DATA FOR THIS EXERCISE:
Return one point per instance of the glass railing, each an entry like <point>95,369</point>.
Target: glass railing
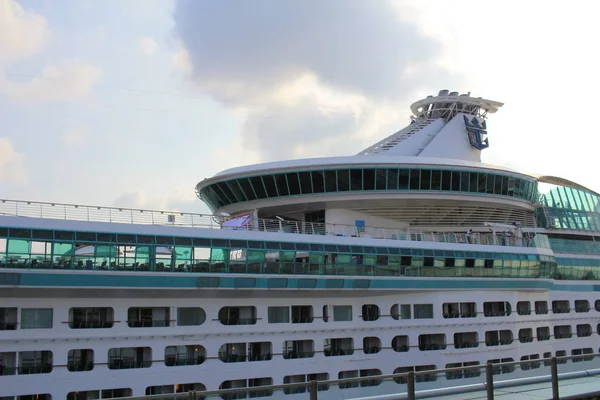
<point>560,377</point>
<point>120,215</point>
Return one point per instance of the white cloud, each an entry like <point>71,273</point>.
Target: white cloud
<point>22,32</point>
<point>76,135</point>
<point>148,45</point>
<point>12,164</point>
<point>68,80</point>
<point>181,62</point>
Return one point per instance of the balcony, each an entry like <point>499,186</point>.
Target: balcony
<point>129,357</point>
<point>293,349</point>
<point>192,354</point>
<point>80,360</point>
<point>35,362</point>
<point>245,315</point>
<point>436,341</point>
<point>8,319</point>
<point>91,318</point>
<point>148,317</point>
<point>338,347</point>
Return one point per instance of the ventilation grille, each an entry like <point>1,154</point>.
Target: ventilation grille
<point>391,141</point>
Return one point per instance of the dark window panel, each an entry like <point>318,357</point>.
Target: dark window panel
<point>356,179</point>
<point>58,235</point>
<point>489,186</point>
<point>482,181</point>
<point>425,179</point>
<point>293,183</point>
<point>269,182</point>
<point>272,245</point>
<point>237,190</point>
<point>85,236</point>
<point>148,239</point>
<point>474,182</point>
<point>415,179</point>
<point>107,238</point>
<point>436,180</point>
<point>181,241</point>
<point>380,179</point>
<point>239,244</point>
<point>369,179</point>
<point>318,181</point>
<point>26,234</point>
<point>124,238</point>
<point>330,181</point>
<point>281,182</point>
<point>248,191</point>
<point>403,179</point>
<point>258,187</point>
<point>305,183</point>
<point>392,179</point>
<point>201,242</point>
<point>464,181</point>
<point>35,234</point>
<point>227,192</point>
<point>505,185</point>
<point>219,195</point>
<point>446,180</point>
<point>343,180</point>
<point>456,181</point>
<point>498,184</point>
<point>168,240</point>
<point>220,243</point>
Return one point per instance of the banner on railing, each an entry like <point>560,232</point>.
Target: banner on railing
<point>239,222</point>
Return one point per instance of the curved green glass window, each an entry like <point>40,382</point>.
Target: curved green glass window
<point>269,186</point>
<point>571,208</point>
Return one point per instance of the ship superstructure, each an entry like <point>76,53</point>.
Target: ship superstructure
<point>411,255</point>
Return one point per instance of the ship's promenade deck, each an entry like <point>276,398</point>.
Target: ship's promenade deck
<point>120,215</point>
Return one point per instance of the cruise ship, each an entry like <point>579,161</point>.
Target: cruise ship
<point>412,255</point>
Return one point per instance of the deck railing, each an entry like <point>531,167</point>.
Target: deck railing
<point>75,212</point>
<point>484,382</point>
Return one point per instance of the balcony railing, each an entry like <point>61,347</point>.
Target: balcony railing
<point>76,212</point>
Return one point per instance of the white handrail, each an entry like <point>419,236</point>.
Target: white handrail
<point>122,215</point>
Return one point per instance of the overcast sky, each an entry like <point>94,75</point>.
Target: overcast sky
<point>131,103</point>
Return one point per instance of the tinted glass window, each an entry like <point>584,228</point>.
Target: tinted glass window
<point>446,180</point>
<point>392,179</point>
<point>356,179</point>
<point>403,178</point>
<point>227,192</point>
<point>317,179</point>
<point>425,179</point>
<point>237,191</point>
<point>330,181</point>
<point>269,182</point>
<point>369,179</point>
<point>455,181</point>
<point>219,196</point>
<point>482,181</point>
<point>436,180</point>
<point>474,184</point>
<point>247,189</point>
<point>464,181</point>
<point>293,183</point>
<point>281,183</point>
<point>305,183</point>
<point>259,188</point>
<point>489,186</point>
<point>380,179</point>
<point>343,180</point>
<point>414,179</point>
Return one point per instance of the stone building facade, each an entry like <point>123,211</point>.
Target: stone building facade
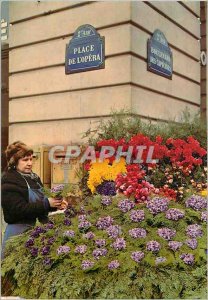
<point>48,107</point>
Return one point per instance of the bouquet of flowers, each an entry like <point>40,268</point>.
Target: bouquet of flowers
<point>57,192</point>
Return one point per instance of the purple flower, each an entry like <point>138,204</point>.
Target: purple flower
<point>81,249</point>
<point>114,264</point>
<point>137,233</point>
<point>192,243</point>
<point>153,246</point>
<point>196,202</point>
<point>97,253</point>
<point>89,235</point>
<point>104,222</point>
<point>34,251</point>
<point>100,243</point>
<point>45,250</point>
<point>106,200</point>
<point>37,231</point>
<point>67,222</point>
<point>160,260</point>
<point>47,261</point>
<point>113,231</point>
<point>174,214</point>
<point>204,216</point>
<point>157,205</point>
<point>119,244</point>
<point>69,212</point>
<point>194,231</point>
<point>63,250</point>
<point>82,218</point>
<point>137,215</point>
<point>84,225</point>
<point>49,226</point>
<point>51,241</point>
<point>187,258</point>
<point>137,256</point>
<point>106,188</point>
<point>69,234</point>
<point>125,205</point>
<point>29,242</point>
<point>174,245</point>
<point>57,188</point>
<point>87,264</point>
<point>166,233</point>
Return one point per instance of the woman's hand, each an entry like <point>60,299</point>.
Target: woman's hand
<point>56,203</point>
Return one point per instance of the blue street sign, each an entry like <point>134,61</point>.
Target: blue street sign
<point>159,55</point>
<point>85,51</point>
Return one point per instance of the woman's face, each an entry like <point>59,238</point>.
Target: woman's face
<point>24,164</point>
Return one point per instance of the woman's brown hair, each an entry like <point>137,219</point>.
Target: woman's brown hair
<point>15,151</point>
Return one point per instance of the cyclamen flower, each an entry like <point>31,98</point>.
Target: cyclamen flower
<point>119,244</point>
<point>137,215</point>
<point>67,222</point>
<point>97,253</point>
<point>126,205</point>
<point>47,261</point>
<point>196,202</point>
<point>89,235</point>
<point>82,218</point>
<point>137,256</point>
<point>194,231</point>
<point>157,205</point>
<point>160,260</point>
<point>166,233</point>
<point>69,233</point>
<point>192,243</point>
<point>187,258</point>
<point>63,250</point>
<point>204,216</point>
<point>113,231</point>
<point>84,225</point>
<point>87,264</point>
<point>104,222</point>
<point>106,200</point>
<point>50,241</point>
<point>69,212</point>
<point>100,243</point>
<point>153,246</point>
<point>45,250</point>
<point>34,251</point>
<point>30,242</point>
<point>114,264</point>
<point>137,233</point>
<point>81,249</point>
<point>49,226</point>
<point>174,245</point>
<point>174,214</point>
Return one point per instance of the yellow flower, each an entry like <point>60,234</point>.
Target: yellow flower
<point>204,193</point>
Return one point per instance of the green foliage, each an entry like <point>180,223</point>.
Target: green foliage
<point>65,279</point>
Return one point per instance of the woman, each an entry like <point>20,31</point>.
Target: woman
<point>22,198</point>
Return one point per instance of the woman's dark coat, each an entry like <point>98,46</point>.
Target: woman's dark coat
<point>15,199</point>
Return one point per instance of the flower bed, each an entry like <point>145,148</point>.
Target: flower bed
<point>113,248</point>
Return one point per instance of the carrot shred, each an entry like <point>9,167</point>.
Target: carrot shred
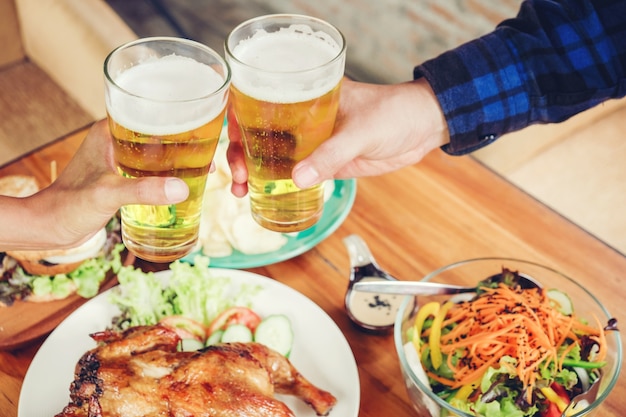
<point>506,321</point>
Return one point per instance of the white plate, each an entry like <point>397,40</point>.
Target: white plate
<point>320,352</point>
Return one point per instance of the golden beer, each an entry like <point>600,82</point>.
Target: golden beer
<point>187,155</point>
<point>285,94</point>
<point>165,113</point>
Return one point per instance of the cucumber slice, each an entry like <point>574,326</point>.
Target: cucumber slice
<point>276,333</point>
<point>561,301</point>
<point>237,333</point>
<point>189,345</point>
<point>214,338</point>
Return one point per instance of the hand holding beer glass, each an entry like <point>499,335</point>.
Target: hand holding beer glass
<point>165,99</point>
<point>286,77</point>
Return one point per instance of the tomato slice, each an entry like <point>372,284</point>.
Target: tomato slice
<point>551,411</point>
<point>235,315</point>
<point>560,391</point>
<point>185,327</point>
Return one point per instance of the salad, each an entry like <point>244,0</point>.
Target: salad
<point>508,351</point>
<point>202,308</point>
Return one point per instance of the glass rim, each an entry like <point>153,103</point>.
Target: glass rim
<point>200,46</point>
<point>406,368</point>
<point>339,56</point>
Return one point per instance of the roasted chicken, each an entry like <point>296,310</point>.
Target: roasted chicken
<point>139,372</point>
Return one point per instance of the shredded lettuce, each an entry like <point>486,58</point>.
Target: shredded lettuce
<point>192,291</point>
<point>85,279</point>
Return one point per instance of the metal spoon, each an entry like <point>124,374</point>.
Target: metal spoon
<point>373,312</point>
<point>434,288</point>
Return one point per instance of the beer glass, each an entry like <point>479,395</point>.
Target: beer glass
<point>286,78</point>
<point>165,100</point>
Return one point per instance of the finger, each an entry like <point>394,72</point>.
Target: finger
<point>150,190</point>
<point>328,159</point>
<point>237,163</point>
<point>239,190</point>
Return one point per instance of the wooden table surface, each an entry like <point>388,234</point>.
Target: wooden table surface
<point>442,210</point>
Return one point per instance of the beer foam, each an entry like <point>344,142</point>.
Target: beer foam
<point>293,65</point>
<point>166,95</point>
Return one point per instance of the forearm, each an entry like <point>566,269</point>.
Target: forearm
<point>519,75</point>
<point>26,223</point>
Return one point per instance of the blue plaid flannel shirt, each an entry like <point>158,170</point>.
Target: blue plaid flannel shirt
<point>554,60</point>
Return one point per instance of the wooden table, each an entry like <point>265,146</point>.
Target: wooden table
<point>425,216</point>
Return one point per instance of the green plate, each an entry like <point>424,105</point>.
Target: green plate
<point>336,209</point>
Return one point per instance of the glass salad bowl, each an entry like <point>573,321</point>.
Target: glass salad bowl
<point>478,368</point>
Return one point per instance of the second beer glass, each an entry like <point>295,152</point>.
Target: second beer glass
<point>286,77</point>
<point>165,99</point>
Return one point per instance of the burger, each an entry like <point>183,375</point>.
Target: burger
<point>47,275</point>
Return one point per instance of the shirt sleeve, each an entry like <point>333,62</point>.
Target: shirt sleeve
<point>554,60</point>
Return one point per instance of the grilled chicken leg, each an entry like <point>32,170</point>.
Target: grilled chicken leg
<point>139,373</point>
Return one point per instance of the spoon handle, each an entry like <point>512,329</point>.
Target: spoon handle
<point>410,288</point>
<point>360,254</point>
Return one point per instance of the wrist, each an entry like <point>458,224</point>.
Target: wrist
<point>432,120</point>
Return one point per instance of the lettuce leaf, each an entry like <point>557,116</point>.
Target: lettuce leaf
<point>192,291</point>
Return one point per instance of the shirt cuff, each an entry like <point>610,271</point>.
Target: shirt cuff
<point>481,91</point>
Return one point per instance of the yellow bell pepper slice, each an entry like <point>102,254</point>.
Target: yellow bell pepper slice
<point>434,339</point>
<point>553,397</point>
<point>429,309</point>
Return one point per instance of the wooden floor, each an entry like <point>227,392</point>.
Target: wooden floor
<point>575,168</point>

SET TASK:
Give back exactly the lines running from the line containing "Return one point per instance of the spoon" through the end of the material above, both included, and nothing beyond them.

FINAL RESULT:
Return one point per instance of the spoon handle, each an entry like <point>512,329</point>.
Target: spoon handle
<point>410,288</point>
<point>360,254</point>
Return one point per instance of the wrist, each an entry like <point>458,224</point>.
Target: wrist
<point>432,120</point>
Return one point per instance of the lettuce leaf, each an entry like <point>557,116</point>.
Target: lettuce leaf
<point>192,291</point>
Return one point per instance of the shirt cuff, each an entry like <point>610,271</point>.
Target: shirt cuff
<point>481,91</point>
Return one point per instance of the yellow bell pepper slice, each an entry like <point>102,254</point>.
Target: yellow bell pepper slice
<point>434,339</point>
<point>553,397</point>
<point>429,309</point>
Return one point per instance of the wooden floor, each an entry like <point>227,392</point>.
Target: wooden floor
<point>575,168</point>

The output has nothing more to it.